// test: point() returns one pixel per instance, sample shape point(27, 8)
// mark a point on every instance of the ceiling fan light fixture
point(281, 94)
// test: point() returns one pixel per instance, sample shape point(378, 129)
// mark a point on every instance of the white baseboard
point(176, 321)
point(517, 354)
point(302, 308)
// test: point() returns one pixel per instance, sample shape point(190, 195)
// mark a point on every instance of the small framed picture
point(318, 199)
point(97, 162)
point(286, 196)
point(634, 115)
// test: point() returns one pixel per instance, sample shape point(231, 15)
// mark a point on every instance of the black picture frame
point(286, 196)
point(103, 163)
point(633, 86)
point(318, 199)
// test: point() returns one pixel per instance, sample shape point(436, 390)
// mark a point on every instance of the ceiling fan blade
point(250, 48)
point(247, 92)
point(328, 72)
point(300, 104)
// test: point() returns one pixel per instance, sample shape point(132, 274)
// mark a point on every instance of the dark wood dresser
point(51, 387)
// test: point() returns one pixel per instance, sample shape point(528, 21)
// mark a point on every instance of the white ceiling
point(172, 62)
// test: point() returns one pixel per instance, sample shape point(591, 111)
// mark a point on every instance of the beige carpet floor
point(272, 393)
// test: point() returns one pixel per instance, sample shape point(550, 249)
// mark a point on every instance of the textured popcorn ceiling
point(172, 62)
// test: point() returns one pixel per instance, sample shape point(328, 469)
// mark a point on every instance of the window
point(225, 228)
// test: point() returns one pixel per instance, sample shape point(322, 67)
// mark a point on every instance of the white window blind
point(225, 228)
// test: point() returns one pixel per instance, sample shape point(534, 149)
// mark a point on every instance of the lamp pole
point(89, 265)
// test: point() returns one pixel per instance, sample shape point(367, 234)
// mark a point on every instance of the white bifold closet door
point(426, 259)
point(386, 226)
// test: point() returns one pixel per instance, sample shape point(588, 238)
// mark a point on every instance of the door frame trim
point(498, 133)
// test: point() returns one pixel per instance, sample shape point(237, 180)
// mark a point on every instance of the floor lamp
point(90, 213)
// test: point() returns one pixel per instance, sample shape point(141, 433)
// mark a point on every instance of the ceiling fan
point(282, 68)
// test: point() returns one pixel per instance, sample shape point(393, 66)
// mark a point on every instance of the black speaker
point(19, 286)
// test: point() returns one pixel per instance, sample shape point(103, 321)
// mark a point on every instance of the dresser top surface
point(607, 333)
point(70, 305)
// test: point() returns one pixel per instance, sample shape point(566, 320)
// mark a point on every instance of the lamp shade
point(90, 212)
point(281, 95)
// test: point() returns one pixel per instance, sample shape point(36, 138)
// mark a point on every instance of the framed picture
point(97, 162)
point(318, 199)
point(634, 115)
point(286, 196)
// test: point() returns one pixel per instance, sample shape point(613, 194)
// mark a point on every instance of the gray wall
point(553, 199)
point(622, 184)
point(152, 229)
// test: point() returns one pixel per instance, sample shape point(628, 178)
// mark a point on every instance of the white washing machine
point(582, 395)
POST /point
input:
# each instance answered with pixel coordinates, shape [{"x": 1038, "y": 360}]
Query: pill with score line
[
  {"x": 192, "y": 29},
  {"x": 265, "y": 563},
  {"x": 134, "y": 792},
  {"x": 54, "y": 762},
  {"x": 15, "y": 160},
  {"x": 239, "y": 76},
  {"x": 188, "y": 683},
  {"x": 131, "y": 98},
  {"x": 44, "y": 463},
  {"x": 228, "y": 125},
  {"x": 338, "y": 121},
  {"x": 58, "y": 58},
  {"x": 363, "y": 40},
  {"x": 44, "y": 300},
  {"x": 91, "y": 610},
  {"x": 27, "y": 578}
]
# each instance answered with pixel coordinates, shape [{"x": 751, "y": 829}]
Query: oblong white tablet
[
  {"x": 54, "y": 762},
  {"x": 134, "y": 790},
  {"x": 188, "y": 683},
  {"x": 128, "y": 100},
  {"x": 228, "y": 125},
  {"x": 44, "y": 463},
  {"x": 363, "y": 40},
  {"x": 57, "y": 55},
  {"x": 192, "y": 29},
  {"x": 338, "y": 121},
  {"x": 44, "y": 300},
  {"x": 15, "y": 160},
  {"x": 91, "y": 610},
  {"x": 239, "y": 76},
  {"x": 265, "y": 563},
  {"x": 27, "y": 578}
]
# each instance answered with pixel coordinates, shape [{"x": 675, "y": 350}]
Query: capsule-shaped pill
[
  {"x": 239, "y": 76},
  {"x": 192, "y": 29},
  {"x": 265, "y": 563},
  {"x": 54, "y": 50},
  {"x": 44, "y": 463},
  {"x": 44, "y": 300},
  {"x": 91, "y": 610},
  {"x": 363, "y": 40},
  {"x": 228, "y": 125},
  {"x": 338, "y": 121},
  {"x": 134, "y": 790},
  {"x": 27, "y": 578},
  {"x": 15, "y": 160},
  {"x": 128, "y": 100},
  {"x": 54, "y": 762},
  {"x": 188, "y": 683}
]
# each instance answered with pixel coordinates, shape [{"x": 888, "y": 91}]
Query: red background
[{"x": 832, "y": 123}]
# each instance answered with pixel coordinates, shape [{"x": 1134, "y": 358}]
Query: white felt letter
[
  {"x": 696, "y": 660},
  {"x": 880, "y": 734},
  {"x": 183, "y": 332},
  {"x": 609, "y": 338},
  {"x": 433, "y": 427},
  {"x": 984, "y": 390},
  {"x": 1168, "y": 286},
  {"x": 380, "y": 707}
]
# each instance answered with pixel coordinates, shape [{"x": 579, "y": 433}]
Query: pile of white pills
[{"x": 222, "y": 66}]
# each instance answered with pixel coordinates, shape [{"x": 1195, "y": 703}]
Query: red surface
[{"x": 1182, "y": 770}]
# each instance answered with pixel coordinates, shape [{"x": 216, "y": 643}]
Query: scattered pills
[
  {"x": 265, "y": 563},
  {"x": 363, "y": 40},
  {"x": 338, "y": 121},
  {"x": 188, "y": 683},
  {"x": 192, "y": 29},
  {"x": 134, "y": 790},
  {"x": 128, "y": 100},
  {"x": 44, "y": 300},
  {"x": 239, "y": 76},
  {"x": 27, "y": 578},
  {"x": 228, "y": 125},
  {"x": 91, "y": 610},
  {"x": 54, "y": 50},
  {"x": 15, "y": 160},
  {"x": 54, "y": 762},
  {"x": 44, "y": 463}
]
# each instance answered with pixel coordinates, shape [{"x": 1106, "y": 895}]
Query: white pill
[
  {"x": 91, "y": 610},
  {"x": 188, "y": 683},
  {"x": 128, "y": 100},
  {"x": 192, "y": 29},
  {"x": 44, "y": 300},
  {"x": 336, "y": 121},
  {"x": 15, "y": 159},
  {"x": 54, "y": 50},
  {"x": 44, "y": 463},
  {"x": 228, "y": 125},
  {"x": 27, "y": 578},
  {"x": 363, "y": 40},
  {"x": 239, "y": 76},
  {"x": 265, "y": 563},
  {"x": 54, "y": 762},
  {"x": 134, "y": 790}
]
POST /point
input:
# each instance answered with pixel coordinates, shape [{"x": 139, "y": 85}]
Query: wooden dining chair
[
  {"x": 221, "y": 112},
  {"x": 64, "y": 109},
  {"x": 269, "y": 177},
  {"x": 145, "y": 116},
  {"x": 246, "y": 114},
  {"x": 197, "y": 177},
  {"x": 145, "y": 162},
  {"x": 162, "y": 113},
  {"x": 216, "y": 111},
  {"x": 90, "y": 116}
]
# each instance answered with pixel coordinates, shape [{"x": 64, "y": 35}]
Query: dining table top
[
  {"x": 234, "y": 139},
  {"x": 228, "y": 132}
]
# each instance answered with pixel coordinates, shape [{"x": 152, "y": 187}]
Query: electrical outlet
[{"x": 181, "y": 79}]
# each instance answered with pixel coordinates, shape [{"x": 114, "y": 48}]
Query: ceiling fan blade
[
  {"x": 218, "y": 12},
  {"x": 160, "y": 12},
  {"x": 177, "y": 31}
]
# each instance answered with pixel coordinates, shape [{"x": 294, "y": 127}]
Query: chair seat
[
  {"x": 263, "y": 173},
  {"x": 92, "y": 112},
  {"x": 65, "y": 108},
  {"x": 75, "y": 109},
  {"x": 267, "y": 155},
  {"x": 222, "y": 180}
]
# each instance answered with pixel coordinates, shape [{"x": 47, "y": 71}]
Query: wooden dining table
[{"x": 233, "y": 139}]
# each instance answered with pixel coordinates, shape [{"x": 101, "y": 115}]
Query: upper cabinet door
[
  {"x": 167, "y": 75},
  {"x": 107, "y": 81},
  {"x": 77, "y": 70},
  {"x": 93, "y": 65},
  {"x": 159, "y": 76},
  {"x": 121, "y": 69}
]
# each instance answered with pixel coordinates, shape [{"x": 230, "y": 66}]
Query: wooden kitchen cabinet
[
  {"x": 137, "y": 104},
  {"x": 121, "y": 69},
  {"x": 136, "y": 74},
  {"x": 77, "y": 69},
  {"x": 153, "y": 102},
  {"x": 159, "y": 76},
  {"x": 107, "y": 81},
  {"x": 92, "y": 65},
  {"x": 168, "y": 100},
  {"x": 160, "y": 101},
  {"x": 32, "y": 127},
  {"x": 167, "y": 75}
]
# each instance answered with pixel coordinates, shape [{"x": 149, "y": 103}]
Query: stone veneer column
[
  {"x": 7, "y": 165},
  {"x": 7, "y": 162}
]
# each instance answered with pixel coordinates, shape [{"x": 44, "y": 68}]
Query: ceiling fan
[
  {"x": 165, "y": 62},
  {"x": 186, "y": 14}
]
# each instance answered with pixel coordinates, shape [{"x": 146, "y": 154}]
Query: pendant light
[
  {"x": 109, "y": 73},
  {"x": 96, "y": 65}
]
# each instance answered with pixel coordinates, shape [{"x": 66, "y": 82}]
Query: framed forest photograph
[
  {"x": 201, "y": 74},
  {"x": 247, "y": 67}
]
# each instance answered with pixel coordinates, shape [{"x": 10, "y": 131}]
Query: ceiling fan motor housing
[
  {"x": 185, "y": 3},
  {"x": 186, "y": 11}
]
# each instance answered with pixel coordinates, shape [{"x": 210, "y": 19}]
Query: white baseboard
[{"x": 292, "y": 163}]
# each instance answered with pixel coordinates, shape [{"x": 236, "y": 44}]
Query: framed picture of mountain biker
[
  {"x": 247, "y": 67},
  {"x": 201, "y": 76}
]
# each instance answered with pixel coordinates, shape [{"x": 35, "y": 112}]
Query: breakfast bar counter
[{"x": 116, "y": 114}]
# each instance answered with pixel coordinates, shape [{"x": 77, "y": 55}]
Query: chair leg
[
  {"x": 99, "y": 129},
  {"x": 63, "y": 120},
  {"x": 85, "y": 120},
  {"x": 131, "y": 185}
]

--- Work request ---
Scan the lines above for "textured popcorn ceiling" and for "shape point(393, 66)". Repeat exactly the line holding each of them and every line in between.

--- Task solution ---
// mark a point on every instance of the textured popcorn ceiling
point(172, 62)
// test: point() returns one pixel per instance, sample shape point(328, 469)
// mark a point on every instance of the window
point(225, 228)
// test: point() returns one pixel per instance, sample shape point(322, 67)
// mark a point on every instance of the white window blind
point(225, 228)
// test: point() returns one pixel per instance, sample shape point(534, 149)
// mark a point on every instance of the lamp pole
point(89, 265)
// test: point() returns one pixel per instance, sample shape point(367, 234)
// mark a point on every instance of the white bifold closet door
point(426, 259)
point(386, 226)
// test: point() returns one pixel per instance, sample shape point(588, 238)
// mark a point on every instance of the door frame trim
point(498, 133)
// test: point() returns one pixel per instance, sample shape point(237, 180)
// mark a point on every instance of the floor lamp
point(90, 213)
// test: point() returns one pixel per instance, sample shape point(141, 433)
// mark a point on every instance of the ceiling fan
point(282, 68)
// test: point() returns one pixel per instance, sample shape point(393, 66)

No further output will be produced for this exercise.